## TASK TO COMPLETE
Look for the line containing "point: the metal sign" in the listing below. Retype that line and every subsequent line through the last one, and only those.

Stored records:
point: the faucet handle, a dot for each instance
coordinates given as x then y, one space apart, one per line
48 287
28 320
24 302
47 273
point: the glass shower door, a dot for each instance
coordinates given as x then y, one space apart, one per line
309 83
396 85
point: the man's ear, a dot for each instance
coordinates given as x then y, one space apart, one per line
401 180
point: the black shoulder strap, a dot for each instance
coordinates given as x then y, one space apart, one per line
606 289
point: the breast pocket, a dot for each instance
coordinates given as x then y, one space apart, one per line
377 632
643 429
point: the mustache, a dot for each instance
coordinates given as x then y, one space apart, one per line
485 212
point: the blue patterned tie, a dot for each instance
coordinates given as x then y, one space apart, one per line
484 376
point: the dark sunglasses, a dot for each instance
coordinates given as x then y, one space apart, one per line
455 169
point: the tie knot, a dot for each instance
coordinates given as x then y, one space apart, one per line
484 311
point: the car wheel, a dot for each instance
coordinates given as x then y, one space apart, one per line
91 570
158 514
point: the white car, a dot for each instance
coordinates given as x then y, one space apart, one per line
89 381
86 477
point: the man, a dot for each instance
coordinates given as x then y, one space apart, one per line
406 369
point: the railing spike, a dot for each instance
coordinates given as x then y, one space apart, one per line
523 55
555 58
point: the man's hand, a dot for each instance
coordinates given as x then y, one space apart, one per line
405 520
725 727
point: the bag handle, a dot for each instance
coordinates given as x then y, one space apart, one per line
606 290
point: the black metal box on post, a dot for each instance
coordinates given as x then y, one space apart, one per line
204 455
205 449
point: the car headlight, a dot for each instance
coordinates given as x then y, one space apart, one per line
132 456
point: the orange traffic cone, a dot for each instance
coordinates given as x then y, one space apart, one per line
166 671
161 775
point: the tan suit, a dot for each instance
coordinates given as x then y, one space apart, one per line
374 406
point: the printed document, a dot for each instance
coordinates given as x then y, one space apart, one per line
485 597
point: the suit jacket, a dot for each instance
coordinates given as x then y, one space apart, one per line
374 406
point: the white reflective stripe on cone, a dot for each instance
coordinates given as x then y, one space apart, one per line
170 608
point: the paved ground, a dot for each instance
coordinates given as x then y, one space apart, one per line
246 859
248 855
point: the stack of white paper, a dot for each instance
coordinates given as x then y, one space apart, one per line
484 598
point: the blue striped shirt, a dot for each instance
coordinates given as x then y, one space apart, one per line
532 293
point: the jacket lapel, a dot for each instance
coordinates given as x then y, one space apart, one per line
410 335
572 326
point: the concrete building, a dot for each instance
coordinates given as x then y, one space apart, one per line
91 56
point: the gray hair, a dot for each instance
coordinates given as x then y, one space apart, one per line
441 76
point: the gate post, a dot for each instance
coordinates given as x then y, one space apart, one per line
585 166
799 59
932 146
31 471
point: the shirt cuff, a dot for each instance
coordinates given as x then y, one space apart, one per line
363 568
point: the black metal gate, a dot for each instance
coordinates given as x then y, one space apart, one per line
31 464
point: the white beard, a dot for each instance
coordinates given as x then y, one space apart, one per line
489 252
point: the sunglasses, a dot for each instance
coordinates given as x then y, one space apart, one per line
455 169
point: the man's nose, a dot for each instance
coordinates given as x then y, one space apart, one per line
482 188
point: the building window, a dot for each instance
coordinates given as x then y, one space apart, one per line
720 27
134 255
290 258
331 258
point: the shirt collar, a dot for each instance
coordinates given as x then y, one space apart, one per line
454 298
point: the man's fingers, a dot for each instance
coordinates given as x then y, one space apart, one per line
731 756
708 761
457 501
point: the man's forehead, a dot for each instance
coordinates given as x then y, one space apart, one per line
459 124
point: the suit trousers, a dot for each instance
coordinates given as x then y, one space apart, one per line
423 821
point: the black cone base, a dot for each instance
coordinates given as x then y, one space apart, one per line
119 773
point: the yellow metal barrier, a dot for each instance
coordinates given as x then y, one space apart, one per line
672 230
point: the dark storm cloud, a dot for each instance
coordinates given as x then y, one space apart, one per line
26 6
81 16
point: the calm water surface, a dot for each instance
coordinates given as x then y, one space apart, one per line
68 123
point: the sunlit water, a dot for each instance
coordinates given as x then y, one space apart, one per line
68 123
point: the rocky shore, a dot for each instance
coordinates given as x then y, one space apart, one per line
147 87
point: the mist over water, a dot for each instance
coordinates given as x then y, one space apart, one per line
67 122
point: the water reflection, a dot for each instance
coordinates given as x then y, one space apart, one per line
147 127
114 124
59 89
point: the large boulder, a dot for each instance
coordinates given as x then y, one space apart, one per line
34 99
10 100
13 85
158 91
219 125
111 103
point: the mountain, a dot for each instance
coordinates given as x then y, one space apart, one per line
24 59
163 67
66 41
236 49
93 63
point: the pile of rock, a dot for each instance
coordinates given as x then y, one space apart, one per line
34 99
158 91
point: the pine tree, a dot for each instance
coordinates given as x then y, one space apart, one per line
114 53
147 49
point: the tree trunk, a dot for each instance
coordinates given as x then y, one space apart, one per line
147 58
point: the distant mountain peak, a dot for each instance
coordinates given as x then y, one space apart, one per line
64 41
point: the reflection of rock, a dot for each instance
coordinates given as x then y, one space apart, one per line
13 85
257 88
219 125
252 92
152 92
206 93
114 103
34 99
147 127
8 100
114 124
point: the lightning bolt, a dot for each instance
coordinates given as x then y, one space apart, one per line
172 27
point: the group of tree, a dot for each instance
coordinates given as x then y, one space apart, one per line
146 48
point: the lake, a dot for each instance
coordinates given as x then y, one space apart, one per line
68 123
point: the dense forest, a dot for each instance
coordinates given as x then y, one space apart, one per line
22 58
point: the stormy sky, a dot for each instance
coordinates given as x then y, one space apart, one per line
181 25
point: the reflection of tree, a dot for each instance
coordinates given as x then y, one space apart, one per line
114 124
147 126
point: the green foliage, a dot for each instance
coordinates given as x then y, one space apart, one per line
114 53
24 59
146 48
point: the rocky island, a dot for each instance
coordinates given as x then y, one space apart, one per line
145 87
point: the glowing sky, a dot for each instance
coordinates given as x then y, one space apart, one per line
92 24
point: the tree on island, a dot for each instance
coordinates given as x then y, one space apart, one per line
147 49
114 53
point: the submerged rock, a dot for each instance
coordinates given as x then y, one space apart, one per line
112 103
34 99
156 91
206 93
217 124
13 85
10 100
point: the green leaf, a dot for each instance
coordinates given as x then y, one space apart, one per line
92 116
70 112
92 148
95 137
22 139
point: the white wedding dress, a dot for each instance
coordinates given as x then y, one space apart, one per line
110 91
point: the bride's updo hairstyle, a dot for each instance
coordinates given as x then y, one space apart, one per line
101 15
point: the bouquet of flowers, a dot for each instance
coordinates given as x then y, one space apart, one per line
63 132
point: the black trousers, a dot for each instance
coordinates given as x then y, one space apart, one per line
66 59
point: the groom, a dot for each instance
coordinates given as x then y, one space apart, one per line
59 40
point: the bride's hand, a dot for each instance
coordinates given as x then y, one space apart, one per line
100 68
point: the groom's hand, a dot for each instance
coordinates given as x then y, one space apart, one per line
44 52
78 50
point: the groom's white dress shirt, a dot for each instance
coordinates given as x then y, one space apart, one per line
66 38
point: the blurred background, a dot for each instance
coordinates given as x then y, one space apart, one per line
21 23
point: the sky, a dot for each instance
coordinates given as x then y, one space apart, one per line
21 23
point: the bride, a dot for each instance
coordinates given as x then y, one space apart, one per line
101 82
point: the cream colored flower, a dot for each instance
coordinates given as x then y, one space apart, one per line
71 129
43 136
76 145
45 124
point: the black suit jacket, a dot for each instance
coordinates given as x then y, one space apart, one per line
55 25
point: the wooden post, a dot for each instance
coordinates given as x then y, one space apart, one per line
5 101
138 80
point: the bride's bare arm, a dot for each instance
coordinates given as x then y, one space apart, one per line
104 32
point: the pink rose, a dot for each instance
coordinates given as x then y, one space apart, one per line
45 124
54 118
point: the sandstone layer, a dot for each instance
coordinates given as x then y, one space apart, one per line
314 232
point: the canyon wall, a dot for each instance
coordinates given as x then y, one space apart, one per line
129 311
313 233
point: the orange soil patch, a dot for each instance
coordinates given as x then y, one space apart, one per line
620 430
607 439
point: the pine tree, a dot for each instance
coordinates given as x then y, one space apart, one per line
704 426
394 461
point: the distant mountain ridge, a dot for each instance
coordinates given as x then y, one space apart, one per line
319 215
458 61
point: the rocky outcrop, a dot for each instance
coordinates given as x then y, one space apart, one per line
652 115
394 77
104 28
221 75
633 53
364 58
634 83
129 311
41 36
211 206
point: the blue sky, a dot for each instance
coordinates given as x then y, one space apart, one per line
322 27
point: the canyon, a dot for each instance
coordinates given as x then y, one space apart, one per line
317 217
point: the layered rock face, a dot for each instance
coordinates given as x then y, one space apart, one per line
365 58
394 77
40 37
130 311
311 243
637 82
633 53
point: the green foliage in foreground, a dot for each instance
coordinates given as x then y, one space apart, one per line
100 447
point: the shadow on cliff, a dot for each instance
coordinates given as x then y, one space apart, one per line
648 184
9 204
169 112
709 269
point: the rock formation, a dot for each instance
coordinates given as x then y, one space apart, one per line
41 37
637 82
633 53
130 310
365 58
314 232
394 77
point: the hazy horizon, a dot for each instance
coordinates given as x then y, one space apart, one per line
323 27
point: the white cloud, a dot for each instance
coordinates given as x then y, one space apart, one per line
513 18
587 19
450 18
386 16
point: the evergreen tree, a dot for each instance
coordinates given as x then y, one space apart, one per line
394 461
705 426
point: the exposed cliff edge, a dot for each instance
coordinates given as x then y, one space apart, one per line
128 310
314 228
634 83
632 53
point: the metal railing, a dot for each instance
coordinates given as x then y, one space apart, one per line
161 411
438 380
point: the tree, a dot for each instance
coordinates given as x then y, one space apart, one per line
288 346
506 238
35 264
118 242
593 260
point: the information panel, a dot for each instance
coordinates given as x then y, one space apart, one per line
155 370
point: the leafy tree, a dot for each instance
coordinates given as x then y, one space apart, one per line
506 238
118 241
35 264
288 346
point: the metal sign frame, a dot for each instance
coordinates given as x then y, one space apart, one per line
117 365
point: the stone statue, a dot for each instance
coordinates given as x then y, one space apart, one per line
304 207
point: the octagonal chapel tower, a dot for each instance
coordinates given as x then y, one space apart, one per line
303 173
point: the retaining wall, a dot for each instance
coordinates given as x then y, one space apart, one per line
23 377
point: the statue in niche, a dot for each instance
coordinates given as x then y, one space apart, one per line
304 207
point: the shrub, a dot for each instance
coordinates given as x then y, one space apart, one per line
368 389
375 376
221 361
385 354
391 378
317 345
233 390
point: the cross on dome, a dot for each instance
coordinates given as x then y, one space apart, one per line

## RESULT OF THIS EXERCISE
point: the metal sign frame, a dot for each instance
coordinates given as x then y, one space apart, one per line
117 365
point: the stone statue, a dot for each instance
coordinates given as x then y, one space apart, one per line
304 207
point: the octagonal chapel tower, a dot for each instance
coordinates given as x then y, one space apart, one per line
303 173
point: the retaining wall, a dot for each instance
coordinates given as x then y, one space apart, one per line
23 377
point: the statue in niche, a dot for each instance
coordinates given as x then y, one space apart, one per line
304 207
point: the shrub, a dot for each instance
coordinates given as x then y, one space apart, one per line
368 389
375 376
221 361
385 354
391 378
317 345
233 390
point: the cross on dome, a dot for each instance
coordinates given as x then y, one space apart, one per line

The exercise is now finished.